◆ Exercise
Resize the entries from the line with "Data labeling task — object class: high-rise" up to and including the line with "352 14 452 176", and give only those lines again in full. Keep every line of that span, but multiply each bounding-box coordinate by 2.5 and round it to a whole number, with halves going up.

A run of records
:::

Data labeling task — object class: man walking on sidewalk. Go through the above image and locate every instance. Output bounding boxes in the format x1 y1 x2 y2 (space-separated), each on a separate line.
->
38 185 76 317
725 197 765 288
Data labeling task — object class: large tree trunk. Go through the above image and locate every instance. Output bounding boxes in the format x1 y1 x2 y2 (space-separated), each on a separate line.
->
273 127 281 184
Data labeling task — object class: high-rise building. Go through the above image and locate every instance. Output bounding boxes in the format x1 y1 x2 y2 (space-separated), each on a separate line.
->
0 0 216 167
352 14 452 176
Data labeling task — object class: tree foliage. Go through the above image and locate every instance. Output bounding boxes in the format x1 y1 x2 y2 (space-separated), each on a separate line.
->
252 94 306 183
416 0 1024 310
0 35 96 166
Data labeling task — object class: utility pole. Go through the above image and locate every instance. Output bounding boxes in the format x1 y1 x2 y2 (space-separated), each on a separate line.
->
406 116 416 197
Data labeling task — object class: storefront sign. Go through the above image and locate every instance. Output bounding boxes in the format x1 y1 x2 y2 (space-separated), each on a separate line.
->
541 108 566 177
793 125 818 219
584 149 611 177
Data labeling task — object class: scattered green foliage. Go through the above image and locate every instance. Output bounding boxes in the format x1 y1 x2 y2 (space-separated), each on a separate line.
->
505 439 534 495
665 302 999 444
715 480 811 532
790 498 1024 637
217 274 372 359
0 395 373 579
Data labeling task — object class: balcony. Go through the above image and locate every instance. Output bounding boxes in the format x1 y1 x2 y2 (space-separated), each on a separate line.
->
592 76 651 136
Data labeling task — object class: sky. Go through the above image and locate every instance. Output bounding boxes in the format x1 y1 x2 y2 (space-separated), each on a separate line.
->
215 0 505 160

:::

◆ Expected output
Data labeling task — object class: high-rise building. Go through the above image and locate every instance. Output bounding boxes in the format x1 y1 x2 y2 (space-separated), each on a separate line.
->
0 0 540 418
880 35 1130 440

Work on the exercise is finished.